>> Begin QUOTED PASSAGE
TL;DR (Too Long; Didn't Read)

The manufacture of one pound of PET (polyethylene terephthalate) plastic can produce up to three pounds of carbon dioxide. Processing plastic resins and transporting plastic bottles contribute to a bottle's carbon footprint in a major way. Estimates show that one 500-milliliter (0.53 quarts) plastic bottle of water has a total carbon footprint equal to 82.8 grams (about 3 ounces) of carbon dioxide.

Transportation of Raw Materials

Plastic bottles are made of resins derived from oil or refined petroleum and natural gas. The petroleum and gas are sometimes transported long distances to plastic manufacturers, using fossil fuels and producing emissions of greenhouse gases. The size of the carbon footprint depends on the mode of transportation and the distance raw materials have to travel. For example, truck transportation causes more carbon dioxide emissions than rail shipping. When long distances are involved, transportation energy expenditures can represent as much as 29 percent of a plastic bottle's carbon footprint.

Making Plastic Resins

The manufacture of plastic resins accounts for the highest percentage of a plastic bottle's carbon footprint. During processing, hydrocarbons in petroleum and natural gas are heated to extremely high temperatures to break down large hydrocarbon molecules into smaller ones. The small hydrocarbons are then combined in different ways to make various types of plastic. PET resin, resembling grains of rice, is the source material for plastic PET bottles. The energy to produce PET resin represents about 30 percent of the total carbon footprint of a 500-milliliter plastic bottle.

Plastic Bottle Production

Energy is needed to convert plastic resin into plastic bottles. Plastic resin is melted and injected into a mold, and then heated and formed into bottles. This final process represents about eight percent of a plastic bottle's carbon footprint.
>> End QUOTED PASSAGE
>> Begin ITEMS
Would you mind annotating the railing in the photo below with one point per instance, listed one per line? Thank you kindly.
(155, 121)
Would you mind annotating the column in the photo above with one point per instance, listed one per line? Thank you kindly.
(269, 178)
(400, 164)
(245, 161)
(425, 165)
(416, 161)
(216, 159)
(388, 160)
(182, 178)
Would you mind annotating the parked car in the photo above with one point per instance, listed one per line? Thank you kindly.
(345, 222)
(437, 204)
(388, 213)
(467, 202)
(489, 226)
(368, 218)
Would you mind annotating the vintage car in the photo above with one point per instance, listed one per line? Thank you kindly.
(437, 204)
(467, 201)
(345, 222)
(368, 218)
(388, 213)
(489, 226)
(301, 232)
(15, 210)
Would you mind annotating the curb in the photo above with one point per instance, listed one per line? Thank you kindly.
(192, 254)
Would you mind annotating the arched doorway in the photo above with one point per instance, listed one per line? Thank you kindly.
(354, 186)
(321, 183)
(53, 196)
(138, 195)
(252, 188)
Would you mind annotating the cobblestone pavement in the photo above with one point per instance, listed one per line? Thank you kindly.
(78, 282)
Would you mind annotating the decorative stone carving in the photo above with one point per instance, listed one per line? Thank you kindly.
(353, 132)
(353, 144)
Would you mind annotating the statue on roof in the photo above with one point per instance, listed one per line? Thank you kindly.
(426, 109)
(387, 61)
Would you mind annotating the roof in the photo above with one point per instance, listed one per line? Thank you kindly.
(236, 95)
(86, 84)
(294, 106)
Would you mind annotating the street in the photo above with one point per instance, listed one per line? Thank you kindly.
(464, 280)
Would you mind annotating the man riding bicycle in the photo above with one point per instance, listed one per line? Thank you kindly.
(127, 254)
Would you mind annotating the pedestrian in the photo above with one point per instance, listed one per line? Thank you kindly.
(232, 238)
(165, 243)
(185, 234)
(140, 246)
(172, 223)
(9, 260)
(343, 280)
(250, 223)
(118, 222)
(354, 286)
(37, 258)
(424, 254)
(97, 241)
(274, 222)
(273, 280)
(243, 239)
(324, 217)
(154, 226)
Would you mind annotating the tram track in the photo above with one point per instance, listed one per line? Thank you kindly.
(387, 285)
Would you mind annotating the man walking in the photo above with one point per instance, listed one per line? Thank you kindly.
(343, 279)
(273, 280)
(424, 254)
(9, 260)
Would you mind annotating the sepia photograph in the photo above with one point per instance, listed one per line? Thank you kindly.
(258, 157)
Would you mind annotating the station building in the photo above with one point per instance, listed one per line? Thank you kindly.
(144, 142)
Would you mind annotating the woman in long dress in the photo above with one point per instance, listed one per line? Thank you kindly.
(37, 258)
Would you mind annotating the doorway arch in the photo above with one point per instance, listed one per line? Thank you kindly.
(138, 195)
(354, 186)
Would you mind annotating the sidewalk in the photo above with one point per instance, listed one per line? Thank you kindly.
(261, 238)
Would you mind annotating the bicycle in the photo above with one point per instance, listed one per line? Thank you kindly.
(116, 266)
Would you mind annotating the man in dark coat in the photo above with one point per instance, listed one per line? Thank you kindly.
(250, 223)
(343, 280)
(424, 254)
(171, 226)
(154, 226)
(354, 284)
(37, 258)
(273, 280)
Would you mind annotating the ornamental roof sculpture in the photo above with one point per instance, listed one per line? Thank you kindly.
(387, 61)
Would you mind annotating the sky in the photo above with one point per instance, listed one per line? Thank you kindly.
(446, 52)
>> End ITEMS
TASK TO COMPLETE: Copy out the plastic bottle carbon footprint text word for word, starting at "Plastic Bottle Production" and ending at "eight percent of a plastic bottle's carbon footprint.".

RESPONSE TO THE TASK:
Plastic Bottle Production

Energy is needed to convert plastic resin into plastic bottles. Plastic resin is melted and injected into a mold, and then heated and formed into bottles. This final process represents about eight percent of a plastic bottle's carbon footprint.